• WHAT YOU HAVE TO DO
The entries below are to be repeated exactly as they stand.
++++ INPUT FOR THIS TASK ++++
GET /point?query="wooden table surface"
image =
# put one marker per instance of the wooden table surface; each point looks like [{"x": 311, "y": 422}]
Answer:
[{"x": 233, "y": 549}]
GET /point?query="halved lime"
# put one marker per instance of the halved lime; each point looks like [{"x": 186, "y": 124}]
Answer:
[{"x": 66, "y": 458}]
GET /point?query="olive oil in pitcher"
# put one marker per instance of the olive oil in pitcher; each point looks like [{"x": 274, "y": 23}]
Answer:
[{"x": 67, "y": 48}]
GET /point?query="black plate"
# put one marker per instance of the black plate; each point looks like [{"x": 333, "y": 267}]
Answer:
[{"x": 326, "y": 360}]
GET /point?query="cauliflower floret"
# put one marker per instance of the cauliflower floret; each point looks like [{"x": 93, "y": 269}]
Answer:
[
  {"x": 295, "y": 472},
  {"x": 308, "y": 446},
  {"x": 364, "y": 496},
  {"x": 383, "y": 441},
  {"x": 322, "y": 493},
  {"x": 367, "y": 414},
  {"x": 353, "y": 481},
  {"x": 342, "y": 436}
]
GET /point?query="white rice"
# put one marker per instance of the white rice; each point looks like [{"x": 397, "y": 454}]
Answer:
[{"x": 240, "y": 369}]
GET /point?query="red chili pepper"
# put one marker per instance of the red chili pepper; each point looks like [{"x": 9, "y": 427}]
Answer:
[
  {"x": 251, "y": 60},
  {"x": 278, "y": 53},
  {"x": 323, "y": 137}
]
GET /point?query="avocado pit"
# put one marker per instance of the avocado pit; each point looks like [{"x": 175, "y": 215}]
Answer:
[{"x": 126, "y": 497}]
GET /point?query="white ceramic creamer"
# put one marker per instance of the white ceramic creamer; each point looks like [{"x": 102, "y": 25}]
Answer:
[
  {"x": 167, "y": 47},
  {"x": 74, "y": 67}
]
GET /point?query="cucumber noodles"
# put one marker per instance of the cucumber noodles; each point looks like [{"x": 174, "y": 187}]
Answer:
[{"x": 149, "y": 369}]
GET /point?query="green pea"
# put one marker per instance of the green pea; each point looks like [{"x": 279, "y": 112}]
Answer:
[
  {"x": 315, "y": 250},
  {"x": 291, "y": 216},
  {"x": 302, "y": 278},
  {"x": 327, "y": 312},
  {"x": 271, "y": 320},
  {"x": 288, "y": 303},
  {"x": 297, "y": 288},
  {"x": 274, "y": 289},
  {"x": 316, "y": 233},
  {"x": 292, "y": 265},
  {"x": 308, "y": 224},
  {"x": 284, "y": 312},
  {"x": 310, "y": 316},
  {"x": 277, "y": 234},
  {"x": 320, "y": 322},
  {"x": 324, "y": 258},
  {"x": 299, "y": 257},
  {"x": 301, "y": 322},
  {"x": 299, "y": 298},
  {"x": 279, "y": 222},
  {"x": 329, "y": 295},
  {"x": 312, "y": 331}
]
++++
• ANSWER TO THIS EXERCISE
GET /point?query="wooden table surface"
image =
# put one marker per instance of the wooden table surface; each point looks like [{"x": 311, "y": 422}]
Answer:
[{"x": 233, "y": 549}]
GET /point?query="halved lime"
# put one marker per instance of the halved lime; each point looks like [{"x": 186, "y": 124}]
Answer:
[{"x": 66, "y": 458}]
GET /point?query="olive oil in pitcher"
# put one marker per instance of the olive oil in pitcher; each point looks like [{"x": 274, "y": 23}]
Answer:
[{"x": 67, "y": 48}]
GET /point?query="black plate"
# put one marker per instance of the black plate; each point looks like [{"x": 333, "y": 267}]
Answer:
[{"x": 326, "y": 360}]
GET /point?query="cauliflower floret"
# put one marker per instance of the cauliflower floret; each point looks like [{"x": 93, "y": 269}]
Answer:
[
  {"x": 295, "y": 472},
  {"x": 308, "y": 446},
  {"x": 364, "y": 496},
  {"x": 383, "y": 441},
  {"x": 322, "y": 493},
  {"x": 367, "y": 414},
  {"x": 353, "y": 481},
  {"x": 342, "y": 436}
]
GET /point?query="white rice"
# put one marker per instance of the white rice; each point looks like [{"x": 397, "y": 454}]
Answer:
[{"x": 240, "y": 369}]
GET /point?query="red chili pepper"
# put one marker per instance of the red chili pepper; each point looks like [{"x": 9, "y": 427}]
Answer:
[
  {"x": 251, "y": 60},
  {"x": 278, "y": 53},
  {"x": 323, "y": 137}
]
GET /point?query="avocado pit"
# put one marker per instance of the avocado pit; each point looks like [{"x": 175, "y": 215}]
Answer:
[{"x": 126, "y": 497}]
GET /point?query="white ceramic creamer"
# put one marker per instance of the white ceramic creamer; each point looks like [{"x": 102, "y": 25}]
Answer:
[
  {"x": 167, "y": 47},
  {"x": 74, "y": 67}
]
GET /point?query="cucumber noodles"
# put one marker per instance of the cucumber noodles; each point looks like [{"x": 174, "y": 187}]
Answer:
[{"x": 149, "y": 369}]
GET /point?query="green pea"
# put one marker per instance of the green pea; each point looks like [{"x": 279, "y": 112}]
Answer:
[
  {"x": 315, "y": 250},
  {"x": 291, "y": 216},
  {"x": 302, "y": 278},
  {"x": 327, "y": 312},
  {"x": 271, "y": 320},
  {"x": 288, "y": 303},
  {"x": 297, "y": 288},
  {"x": 274, "y": 289},
  {"x": 316, "y": 233},
  {"x": 292, "y": 265},
  {"x": 308, "y": 224},
  {"x": 284, "y": 312},
  {"x": 310, "y": 316},
  {"x": 277, "y": 234},
  {"x": 320, "y": 322},
  {"x": 324, "y": 258},
  {"x": 299, "y": 257},
  {"x": 301, "y": 322},
  {"x": 299, "y": 298},
  {"x": 279, "y": 222},
  {"x": 329, "y": 295},
  {"x": 312, "y": 331}
]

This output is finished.